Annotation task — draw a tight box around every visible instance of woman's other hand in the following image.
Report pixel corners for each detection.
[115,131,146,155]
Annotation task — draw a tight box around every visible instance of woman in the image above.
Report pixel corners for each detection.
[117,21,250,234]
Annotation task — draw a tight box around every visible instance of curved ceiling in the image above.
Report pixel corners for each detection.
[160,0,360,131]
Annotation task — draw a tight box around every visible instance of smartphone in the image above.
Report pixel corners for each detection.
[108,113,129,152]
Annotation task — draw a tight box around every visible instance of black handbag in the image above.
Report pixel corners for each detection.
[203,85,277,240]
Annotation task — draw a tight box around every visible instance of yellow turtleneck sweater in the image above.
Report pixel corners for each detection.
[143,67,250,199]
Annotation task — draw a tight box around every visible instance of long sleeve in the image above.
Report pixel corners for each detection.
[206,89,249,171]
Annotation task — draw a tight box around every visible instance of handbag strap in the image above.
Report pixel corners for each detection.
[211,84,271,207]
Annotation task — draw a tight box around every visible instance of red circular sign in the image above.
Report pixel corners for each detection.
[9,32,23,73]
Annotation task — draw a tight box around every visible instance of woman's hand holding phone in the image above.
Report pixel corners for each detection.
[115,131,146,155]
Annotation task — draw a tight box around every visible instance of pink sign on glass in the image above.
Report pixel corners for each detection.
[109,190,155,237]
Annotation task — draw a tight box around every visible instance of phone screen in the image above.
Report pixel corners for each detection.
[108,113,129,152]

+++++

Problem details:
Reproduce the records from the line with "sign in the image above." up to and including the line with "[109,190,155,237]", keeping the requests, and shift every box coordinate in the answers up by 99.

Correct response:
Annotation task — draw a tight box around every visible instance of red circular sign in the image above.
Report pixel corners for each detection.
[108,131,122,172]
Annotation task — draw a tight box around every visible instance of woman's hand holding phone in the image above.
Report pixel corners for each detection.
[214,230,245,254]
Annotation task — draw a tight box around every visible instance of pink sign on glass in the image above.
Report pixel corners for each detection.
[208,289,254,336]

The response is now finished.